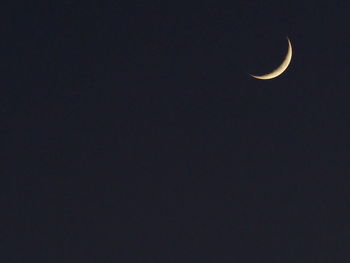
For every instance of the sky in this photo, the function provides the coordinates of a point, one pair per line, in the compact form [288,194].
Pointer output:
[132,132]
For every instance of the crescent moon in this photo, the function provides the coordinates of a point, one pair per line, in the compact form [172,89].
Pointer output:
[278,71]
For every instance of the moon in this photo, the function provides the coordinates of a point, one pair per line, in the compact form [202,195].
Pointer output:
[278,71]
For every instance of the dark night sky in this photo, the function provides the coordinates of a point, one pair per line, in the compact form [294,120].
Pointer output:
[134,133]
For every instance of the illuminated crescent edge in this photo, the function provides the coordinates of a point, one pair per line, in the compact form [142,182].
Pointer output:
[278,71]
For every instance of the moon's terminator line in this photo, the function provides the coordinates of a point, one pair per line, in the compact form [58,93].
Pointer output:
[278,71]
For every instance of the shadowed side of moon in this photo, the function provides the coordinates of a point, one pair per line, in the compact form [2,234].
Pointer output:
__________
### Exercise description
Recast the part of the items that opens with the line containing "For every instance of the shadowed" and runs through the end of the items as a JSON list of strings, one string per line, leaving out any blank lines.

### Solution
[
  "For every instance of the shadowed side of moon in this photo, the function provides the coordinates of a point, one pair per line, in the compact form [2,234].",
  "Pointer output:"
]